_Problem description:_
Write out the listing below again, substituting "corroded metal tank" for every occurrence of "rusty metal tank". Leave everything else as it is.

[Collection entries]

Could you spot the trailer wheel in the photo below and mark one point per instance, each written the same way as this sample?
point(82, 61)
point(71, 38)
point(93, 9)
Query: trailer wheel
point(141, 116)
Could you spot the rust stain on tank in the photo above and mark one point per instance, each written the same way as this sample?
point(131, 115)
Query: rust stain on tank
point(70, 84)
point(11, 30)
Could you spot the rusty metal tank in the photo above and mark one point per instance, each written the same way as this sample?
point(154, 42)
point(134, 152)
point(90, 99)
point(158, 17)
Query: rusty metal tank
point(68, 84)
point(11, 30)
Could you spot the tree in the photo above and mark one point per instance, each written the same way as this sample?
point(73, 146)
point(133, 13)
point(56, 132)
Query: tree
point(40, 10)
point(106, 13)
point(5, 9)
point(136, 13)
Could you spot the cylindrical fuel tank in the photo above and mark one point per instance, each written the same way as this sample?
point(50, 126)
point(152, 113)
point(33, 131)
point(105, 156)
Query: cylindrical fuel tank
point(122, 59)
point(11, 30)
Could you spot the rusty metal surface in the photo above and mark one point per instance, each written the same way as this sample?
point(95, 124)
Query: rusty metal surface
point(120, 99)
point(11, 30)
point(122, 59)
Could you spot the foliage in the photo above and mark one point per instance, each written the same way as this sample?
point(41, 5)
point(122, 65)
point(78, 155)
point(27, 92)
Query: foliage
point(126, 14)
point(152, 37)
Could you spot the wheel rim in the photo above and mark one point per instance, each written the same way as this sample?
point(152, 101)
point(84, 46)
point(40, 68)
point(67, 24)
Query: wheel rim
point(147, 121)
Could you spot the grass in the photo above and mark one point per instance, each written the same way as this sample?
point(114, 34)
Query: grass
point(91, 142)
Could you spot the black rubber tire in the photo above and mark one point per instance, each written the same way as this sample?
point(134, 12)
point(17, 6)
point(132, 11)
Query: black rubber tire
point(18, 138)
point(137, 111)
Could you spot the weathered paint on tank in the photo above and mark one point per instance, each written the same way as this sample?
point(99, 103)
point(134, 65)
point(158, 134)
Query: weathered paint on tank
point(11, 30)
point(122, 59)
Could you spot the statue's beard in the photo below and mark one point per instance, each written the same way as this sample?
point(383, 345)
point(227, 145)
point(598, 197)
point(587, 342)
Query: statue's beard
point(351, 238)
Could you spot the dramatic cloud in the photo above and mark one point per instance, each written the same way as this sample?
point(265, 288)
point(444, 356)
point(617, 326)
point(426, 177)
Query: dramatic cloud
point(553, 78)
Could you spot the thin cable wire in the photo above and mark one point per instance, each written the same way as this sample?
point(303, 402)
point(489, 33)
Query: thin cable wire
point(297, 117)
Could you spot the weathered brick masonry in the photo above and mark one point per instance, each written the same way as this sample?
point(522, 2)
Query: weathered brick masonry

_Full output:_
Could you spot the trailer wheel in the photo below and mark one point per instance, each written the same way as this sample?
point(82, 61)
point(71, 38)
point(93, 9)
Query: trailer wheel
point(141, 116)
Could you spot the rust stain on tank in the photo above and mark one point per instance, each written the same way as this sample?
point(131, 115)
Query: rust stain on tank
point(70, 84)
point(11, 30)
Could you spot the corroded metal tank in the photo above and mark one point per instance, each written the same way as this sample?
point(154, 42)
point(134, 152)
point(90, 99)
point(158, 17)
Query: corroded metal tank
point(68, 84)
point(11, 30)
Could you spot the tree in the photo above and mark one point per instance, each written the same way as this sample?
point(73, 146)
point(133, 13)
point(56, 132)
Query: tree
point(40, 10)
point(106, 13)
point(5, 9)
point(136, 13)
Could you spot the cylindrical fuel tank in the photo above and mark one point per instance, each written the same way as this sample?
point(50, 126)
point(152, 113)
point(33, 131)
point(105, 156)
Query: cylindrical fuel tank
point(122, 59)
point(11, 30)
Could you spot the rusty metal surface in the photo above and mark one point per instance, each written the same way as this sample?
point(95, 124)
Query: rusty metal surface
point(120, 99)
point(11, 30)
point(122, 59)
Could you spot the foliage in the photo above and mark one point per instance, each written the same way as this sample?
point(41, 5)
point(122, 65)
point(78, 155)
point(27, 92)
Query: foliage
point(126, 14)
point(152, 37)
Could you spot the wheel rim in the photo above and mark one point per instance, each written the same way as this sample?
point(152, 101)
point(84, 46)
point(40, 68)
point(67, 24)
Query: wheel rim
point(147, 121)
Could you spot the grass in the photo above and mark one point per instance, each written the same way as this sample?
point(114, 34)
Query: grass
point(91, 142)
Could you spot the black rubber tire in the photo above and mark one point per instance, each written the same way as this sample?
point(134, 12)
point(17, 6)
point(132, 11)
Query: black rubber tire
point(18, 138)
point(137, 111)
Could you spot the weathered paint on tank in the photo above and mark one point per instance, each written the same way as this sample?
point(99, 103)
point(134, 65)
point(158, 134)
Query: weathered paint on tank
point(11, 30)
point(122, 59)
Could you spot the statue's beard in the photo below and mark one point per instance, each written the same way as this sample?
point(383, 345)
point(227, 145)
point(598, 197)
point(587, 342)
Query: statue's beard
point(351, 238)
Could you spot the dramatic cloud in the photo above and mark one point per instance, each written the same way as this sample?
point(265, 288)
point(444, 356)
point(617, 326)
point(426, 177)
Query: dramatic cloud
point(553, 78)
Could you spot the thin cable wire in the photo above and mark one point per instance, each written the same way as this sample?
point(303, 402)
point(489, 33)
Query: thin cable wire
point(297, 117)
Could you spot the weathered brick masonry in the photo above and mark one point per instance, each written the same way as this sample?
point(522, 2)
Query: weathered brick masonry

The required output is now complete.